-- begin Selection --

This past weekend was the Dallas RV Show. We went for an hour or two on Sunday. To check it out. Not to buy anything.

The major takeaway is that there’s no other RV we want. Really.

Before we bought our RV, every dealer told us, “You’ll get one, and within a year, you’ll have something totally different. You don’t know what you want until you get on the road.” But we really can’t imagine driving something else around. I think we knew what we wanted, and got it. That’s a pretty lucky situation.

At the RV show, there were some interesting new updates – and some fantastically bad ones.

The Sales Game was lacking

First – usually I am not a huge fan of going to these types of places because I hate being sold to. Bombarded with sales guys. Yeah, that didn’t happen here. We passed so many salespeople and not one said hello. Not one. Now, if you know Jeremiah, you know he’s the most gregarious person in existence. He can talk to anyone.

So… he started selling the RVs. Lord, I wish I were joking.

“Look at this compartment,” he’d say to someone nearby, “I would love if ours had this, because…” and so on.

One couple was leaving a motorhome we were looking at, and Jeremiah hollered at them, “You gotta check the bedroom out! The central electronics is so cool!” I waited outside, while he gave a tour of a class A to another couple. They laughed when they passed me outside, “You gotta get him out of there,” they said. I shrugged. I’m used to him.

Then, he made about 10 different people laugh at pointing out funky flaws of the RVs. People love bonding over things they think are stupid, like having 4 TVs. “You need at least 3 TVs to spend time in the woods,” I overheard him say.

-- end Selection --

What is asked
a. Transcribe the RV show post from "This past weekend" to "pretty lucky situation.".
b. Write the next part of the post about the Dallas RV Show, picking up after its final sentence.

-- begin Dataset content --

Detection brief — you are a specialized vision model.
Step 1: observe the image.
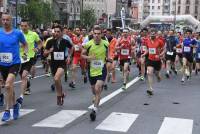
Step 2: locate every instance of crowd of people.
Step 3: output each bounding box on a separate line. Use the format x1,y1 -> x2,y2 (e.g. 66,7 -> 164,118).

-- end Dataset content --

Responses to the tasks
a.
This past weekend was the Dallas RV Show. We went for an hour or two on Sunday. To check it out. Not to buy anything.

The major takeaway is that there’s no other RV we want. Really.

Before we bought our RV, every dealer told us, “You’ll get one, and within a year, you’ll have something totally different. You don’t know what you want until you get on the road.” But we really can’t imagine driving something else around. I think we knew what we wanted, and got it. That’s a pretty lucky situation.

b.
What the sales guys weren’t doing, Jeremiah was. At one point, we walked into one RV and I thought we were interrupting a salesguy football game party, not the Dallas RV show. Three men were sitting in blue shirts with nametags all watching a football game. Nobody acknowledged we were in there. They just moved their heads when we walked in front of the TV. I’m not exaggerating. No “hello,” let alone anything along the lines of “Got any questions?” I think our age often affects this – they don’t take us seriously. It has it’s benefits, but I also noticed they weren’t talking to any other potential customers. They were all in groups of 2’s and 3’s, chatting amongst themselves.

To sum it up: every single one of those sales guys were not sales guys. They should have been fired. Did I care? No. Should their bosses care? Yes.

An unexpected upside

However, we were approached by someone that we were very cool with: A dog shelter representative: one of the vendors at the show.

The highlight of our afternoon was spending time petting two dogs: Marco, and Callie. Jeremiah wanted Callie, and I wanted to take Marco home. I fell in love with his paws, speckled like an oreo blizzard from Dairy Queen.

The dogs are a part of the sanctuary known as Straydog.org. The shelter is a no-kill organization and holds 160 dogs at any given time! No dog is ever put down, and some will live the rest of their days there. I didn’t take any dog pictures; I was too busy petting them. Here are the pics of the two love bugs off their website though.

Should I get back to the whole point of visiting the Dallas RV show? I guess so.

Winnebago? More like Winne-no-no.

JC heard about a Winnebago that was one of the newer upscale models they were putting out, so we were pretty jazzed to go see it.

Turns out we hated it.

Want to know why?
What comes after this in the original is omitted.